EXCERPT PROVIDED:
┌──

His mother, Tracy, a case manager for children with developmental disabilities, and his father, Scott, a mechanical engineer, came to Vermont from Connecticut to try it out 20 years ago and stayed. They brought up A J and his older brother in a log cabin in the woods, where they raise chickens and ducks, including a duck named Bernie, for you know who.

“A typical American family,” his mother said, smiling.

He was in sixth grade when he realized he was meant to be a boy, he said, and came out to the school last year in ninth grade, sending emails to teachers. When he entered Green Mountain in seventh grade, “I was using the female bathroom because, I really don’t know, I was still kind of back and forth about my identity,” Mr. Jackson said. “This year is the year I started using the men’s bathroom, because I already felt like way more comfortable in who I was.”

There were practical issues. When he had his period, he wondered if he should revert to the girls’ bathroom, because there was no place to throw away his used tampons. But he had started feeling like an intruder in the girls’ bathroom, and the single bathrooms were so far out of the way it was hard to get to class on time.

So he stuck with the boys’ bathroom.

“I use a stall, and I wait till everybody’s gone to get up and leave,” Mr. Jackson said. “The guys, they look at me like I’m some kind of freak, or they’re concerned or scared.”

The only classmate who talks to him when he sees him in the bathroom is his childhood friend Connor Rose, a leader of the school’s gay-straight alliance.

Mr. Jackson feels safe in the boys’ bathroom at school, he said, whereas in public places, like Dunkin’ Donuts, he is afraid to go to the men’s restroom for fear of being attacked by straight men.

└──

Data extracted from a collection

┌──

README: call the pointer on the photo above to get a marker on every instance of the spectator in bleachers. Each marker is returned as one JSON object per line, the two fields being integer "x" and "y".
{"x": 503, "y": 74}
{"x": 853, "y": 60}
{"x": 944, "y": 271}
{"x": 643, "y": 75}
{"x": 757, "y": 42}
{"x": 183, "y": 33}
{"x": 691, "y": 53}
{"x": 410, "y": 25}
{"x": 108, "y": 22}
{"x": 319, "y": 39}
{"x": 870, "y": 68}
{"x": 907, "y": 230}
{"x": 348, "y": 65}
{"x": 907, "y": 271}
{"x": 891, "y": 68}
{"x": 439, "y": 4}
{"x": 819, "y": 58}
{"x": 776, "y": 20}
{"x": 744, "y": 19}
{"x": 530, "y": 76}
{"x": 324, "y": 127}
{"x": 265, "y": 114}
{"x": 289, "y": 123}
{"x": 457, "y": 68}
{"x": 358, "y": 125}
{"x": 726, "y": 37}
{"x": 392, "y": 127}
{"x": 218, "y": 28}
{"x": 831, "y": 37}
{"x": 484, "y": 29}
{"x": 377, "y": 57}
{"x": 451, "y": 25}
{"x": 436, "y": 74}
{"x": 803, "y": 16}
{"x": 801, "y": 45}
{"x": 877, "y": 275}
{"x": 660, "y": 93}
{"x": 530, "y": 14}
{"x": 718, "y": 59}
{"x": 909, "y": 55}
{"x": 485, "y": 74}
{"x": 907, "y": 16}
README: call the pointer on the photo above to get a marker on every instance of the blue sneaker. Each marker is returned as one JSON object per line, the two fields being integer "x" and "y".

└──

SET EXERCISE:
In the excerpt about Mr. Jackson's school bathroom use, which classmate is the only one who talks to him when they meet in the bathroom?

THE RESPONSE:
His childhood friend Connor Rose, a leader of the school's gay-straight alliance.